Records contained in a dataset:

--------------------------------------------------

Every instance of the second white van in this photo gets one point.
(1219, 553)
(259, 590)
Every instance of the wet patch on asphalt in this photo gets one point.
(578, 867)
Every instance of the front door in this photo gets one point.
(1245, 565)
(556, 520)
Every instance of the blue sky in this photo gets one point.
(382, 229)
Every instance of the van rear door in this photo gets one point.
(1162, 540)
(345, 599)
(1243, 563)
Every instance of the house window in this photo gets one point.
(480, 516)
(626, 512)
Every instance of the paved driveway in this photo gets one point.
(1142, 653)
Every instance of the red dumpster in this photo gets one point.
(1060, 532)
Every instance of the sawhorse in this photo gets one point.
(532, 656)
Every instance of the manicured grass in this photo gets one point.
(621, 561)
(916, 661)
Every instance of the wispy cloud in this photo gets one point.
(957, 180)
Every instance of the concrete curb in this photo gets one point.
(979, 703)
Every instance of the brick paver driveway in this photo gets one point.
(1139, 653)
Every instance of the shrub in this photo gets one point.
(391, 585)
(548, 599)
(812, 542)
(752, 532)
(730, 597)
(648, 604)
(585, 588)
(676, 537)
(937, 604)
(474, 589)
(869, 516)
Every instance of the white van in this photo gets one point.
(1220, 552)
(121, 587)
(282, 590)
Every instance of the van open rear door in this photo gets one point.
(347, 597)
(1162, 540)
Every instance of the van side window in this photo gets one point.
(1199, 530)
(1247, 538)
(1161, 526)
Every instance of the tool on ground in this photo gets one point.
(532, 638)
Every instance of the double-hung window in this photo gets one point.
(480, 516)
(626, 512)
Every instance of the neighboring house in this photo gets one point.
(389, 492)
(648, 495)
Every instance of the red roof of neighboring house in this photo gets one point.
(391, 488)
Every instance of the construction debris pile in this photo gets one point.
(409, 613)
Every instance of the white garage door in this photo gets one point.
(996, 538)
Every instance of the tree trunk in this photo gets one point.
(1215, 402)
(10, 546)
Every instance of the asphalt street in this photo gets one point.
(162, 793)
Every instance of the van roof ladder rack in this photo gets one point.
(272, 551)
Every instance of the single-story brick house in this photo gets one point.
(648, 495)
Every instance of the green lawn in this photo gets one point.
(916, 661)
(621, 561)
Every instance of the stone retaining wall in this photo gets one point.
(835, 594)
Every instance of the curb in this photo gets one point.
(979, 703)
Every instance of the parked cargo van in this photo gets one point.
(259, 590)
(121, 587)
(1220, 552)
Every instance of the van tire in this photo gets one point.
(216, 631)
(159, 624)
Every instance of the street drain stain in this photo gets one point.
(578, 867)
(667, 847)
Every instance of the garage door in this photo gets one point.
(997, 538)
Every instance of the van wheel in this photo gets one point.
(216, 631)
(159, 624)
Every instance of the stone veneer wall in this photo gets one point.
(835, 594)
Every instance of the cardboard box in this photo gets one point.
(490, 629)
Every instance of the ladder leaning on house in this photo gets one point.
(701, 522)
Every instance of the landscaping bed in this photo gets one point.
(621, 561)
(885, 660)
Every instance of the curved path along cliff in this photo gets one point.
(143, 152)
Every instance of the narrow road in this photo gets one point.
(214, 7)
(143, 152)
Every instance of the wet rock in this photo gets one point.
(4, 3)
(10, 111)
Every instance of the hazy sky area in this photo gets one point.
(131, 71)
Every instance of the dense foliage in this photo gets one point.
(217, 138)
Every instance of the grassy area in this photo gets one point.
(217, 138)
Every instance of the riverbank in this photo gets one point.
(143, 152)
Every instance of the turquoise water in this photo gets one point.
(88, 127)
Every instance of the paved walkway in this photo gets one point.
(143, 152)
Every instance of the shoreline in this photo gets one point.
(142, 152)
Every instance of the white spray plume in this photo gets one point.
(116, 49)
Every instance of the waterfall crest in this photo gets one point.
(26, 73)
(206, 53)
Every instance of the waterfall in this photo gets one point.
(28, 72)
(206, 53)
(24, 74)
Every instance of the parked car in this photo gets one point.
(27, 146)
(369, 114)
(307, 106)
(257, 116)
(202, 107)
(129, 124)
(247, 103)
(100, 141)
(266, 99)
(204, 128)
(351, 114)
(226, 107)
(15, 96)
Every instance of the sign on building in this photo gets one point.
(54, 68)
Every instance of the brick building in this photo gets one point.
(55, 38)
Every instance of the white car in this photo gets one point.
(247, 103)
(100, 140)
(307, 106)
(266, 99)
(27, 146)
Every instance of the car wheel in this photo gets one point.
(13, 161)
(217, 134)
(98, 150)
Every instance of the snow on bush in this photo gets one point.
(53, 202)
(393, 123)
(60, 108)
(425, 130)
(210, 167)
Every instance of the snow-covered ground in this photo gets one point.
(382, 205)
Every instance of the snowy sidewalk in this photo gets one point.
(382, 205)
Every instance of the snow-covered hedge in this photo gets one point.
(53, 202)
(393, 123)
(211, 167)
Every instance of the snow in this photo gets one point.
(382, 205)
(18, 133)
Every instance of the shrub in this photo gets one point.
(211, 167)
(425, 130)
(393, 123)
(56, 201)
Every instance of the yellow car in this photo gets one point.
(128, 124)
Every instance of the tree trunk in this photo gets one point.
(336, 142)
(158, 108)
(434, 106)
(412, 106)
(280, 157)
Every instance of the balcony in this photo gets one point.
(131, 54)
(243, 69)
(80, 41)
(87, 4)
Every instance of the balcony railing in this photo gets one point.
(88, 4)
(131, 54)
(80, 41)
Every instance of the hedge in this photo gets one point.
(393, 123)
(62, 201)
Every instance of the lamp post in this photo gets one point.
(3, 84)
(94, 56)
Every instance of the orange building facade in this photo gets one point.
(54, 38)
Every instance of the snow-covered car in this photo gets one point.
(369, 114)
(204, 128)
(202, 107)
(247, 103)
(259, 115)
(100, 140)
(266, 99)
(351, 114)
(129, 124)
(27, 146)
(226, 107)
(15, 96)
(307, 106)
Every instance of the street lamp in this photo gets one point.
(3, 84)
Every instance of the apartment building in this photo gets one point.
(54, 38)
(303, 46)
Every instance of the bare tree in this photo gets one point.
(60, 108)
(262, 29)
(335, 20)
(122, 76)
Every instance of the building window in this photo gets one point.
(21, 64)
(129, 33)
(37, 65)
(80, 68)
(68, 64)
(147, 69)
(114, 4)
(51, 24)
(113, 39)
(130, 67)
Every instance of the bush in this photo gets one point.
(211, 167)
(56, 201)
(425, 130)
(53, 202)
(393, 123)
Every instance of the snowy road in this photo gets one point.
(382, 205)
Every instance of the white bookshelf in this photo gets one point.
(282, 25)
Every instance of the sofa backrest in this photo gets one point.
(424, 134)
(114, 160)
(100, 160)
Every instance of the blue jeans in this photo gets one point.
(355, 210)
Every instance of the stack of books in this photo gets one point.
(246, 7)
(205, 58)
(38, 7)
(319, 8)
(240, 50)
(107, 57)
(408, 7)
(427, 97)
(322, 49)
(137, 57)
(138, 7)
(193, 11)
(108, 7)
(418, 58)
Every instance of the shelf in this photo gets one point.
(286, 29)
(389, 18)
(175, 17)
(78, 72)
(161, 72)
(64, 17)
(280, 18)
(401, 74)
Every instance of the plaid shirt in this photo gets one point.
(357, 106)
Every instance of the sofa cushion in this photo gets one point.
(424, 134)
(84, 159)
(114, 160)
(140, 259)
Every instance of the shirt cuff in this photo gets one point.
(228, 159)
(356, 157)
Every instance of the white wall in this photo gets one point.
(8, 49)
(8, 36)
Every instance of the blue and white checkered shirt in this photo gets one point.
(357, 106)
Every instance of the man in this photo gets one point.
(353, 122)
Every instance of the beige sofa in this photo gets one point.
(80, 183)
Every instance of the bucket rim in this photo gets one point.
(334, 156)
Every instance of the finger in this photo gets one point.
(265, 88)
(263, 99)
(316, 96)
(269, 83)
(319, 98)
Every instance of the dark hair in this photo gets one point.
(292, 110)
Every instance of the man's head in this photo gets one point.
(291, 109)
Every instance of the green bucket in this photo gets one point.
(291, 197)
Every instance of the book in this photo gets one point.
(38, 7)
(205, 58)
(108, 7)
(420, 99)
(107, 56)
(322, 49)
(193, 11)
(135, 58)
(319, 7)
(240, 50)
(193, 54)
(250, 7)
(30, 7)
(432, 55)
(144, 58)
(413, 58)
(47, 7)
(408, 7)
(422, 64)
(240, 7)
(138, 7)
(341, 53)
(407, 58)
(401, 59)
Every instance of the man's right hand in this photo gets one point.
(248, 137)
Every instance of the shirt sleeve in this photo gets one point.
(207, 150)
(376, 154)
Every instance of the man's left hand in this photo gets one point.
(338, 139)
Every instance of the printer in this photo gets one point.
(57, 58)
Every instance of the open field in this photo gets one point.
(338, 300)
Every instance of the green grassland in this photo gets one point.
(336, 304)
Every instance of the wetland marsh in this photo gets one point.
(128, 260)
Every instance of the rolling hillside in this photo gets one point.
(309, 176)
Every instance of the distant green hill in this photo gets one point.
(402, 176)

--------------------------------------------------

◆ **What you are asked to do**: Give again only the lines starting at the one that contains "Every instance of the finger" and running to the end of the data.

◆ **Worked answer**:
Every instance of the finger in this photo gets one point.
(265, 88)
(263, 99)
(316, 96)
(269, 83)
(319, 98)
Every instance of the dark hair in this photo gets one point.
(292, 110)
Every instance of the man's head in this photo gets one point.
(291, 109)
Every instance of the green bucket in this photo gets one point.
(291, 197)
Every instance of the book in this photo gets one point.
(38, 7)
(205, 58)
(108, 7)
(420, 99)
(107, 56)
(322, 49)
(193, 11)
(135, 58)
(319, 7)
(240, 50)
(193, 54)
(250, 7)
(30, 7)
(432, 55)
(144, 58)
(413, 58)
(47, 7)
(408, 7)
(422, 64)
(240, 7)
(138, 7)
(341, 53)
(407, 58)
(401, 59)
Every instance of the man's right hand in this photo gets one point.
(248, 137)
Every instance of the shirt sleeve in this photo gets one point.
(207, 150)
(376, 154)
Every instance of the man's left hand in this photo gets one point.
(338, 139)
Every instance of the printer in this photo gets one point.
(57, 58)
Every instance of the open field in this photo gets one point.
(338, 300)
Every instance of the green grassland in this photo gets one point.
(336, 304)
Every instance of the wetland marsh in this photo gets one point.
(128, 260)
Every instance of the rolling hillside in this photo gets one point.
(309, 176)
Every instance of the distant green hill in this photo gets one point.
(402, 176)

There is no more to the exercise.